- [Exercise] Return each line of the material below exactly. Begin at the first and end on the line with "Each instance of the black marble".

- [Data for this task]

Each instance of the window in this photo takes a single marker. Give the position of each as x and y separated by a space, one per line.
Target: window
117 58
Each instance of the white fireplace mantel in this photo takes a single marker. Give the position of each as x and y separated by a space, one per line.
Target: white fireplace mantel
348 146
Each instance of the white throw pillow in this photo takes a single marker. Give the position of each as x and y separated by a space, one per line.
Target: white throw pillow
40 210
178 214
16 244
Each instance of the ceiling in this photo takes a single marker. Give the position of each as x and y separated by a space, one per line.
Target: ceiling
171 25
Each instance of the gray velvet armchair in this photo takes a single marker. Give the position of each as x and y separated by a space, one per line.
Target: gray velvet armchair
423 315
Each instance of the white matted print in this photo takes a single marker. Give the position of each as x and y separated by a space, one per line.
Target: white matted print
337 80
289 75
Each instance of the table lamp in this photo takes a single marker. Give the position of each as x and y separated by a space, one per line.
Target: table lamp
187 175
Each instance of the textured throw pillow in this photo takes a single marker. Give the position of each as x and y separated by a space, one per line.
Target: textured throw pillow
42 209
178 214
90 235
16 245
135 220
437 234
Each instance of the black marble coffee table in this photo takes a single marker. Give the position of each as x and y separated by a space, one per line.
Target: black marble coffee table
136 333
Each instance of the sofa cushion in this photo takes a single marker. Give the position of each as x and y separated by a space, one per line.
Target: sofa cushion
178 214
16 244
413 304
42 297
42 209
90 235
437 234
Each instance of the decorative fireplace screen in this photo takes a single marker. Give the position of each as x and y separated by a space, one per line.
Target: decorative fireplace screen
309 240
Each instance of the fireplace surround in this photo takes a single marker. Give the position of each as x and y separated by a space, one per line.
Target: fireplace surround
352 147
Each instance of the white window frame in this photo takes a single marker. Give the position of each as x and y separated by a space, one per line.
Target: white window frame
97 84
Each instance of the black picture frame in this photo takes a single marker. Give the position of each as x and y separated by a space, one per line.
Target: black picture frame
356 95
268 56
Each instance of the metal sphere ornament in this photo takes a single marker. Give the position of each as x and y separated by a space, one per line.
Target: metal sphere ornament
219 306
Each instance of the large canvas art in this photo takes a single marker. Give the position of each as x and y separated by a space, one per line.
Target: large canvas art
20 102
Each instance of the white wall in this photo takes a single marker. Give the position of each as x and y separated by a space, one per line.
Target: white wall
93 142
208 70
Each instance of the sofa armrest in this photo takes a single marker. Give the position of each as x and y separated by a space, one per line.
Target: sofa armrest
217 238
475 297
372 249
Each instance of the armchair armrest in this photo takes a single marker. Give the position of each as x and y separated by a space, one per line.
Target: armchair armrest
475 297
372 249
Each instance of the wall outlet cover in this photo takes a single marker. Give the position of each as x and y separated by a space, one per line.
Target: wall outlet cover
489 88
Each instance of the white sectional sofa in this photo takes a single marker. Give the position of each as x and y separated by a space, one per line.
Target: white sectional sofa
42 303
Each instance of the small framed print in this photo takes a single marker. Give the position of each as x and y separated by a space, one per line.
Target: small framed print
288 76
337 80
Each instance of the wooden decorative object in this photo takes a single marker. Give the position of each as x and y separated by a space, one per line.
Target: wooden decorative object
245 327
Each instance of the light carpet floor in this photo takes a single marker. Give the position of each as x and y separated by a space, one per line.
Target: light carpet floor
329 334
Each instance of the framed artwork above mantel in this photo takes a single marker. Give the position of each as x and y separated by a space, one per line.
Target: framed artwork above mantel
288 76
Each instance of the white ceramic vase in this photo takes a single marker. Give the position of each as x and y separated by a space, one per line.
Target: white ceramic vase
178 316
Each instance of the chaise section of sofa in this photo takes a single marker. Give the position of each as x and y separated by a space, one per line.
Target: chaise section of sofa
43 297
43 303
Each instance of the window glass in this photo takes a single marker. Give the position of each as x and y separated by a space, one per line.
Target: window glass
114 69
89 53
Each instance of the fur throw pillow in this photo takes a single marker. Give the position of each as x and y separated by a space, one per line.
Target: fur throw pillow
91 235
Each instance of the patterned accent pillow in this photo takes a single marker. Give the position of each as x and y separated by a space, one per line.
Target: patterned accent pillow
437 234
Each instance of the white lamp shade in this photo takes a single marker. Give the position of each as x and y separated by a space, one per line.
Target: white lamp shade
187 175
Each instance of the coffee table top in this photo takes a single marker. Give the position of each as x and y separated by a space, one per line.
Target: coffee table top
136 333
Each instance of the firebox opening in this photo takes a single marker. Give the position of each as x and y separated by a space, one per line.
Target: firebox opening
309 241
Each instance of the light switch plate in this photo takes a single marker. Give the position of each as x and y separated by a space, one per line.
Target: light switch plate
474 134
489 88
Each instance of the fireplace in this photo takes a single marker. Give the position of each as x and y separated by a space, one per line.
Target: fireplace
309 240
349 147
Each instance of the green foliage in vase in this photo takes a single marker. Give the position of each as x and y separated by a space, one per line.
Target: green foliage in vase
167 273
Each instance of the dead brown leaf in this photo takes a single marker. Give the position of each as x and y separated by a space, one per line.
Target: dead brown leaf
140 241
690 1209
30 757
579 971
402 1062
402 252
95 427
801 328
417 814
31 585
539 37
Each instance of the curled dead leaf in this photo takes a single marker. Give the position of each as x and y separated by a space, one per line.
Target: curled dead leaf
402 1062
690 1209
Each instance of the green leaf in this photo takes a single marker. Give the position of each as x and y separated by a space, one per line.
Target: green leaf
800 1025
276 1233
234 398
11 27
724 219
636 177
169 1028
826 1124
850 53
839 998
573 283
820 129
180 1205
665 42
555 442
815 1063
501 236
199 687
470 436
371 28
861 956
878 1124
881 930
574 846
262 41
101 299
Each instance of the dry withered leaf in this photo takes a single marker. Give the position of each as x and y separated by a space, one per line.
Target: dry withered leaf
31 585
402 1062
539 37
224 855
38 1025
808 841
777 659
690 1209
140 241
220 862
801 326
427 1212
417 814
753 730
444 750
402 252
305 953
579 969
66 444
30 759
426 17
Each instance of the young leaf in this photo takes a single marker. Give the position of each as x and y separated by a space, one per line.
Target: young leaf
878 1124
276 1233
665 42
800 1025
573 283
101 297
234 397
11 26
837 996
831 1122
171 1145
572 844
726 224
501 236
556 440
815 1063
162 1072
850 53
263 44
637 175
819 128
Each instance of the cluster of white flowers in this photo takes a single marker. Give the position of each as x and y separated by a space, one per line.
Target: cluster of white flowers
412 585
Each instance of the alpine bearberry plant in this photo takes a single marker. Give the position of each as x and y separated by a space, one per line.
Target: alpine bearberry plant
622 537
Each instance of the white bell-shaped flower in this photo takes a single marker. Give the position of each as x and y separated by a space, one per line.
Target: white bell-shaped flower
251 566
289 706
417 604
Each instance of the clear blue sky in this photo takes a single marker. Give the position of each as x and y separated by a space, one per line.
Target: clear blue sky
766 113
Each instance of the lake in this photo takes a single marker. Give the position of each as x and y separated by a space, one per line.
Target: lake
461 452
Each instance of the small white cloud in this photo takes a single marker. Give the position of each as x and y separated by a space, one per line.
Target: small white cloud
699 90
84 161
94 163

- [Your solution]
Each instance of the window in this photo takes a single marker. Give the position of each as x and y separated by a space, one per line.
Target: window
117 58
Each instance of the white fireplace mantel in this photo takes a single marker. Give the position of each as x and y separated by a space, one per line.
Target: white fireplace mantel
348 146
Each instance of the white throw pillow in this photo takes a single marker. Give the position of each as x and y separated by a space, one per line.
Target: white throw pillow
40 210
178 214
16 244
Each instance of the ceiling in this photo takes a single marker. Give the position of each as x and y separated by a space, one per line.
Target: ceiling
171 25
Each instance of the gray velvet armchair in this photo takes a single marker. Give the position of each as x and y separated by a space, one per line.
Target: gray velvet armchair
423 315
Each instance of the white matted print in this photo takes a single marker. Give the position of each as x and y separated by a space, one per line.
Target: white matted print
337 80
289 75
Each instance of the table lamp in this photo takes a single marker. Give the position of each as x and y separated by a space, one per line.
Target: table lamp
187 175
Each instance of the textured throw pillow in this photo takes a single marker. Give the position of each as x and y separated by a space, one per line.
Target: textured throw pillow
42 209
178 214
90 235
16 245
135 220
437 234
Each instance of the black marble coffee table in this photo takes a single marker. Give the position of each as x and y separated by a space, one per line.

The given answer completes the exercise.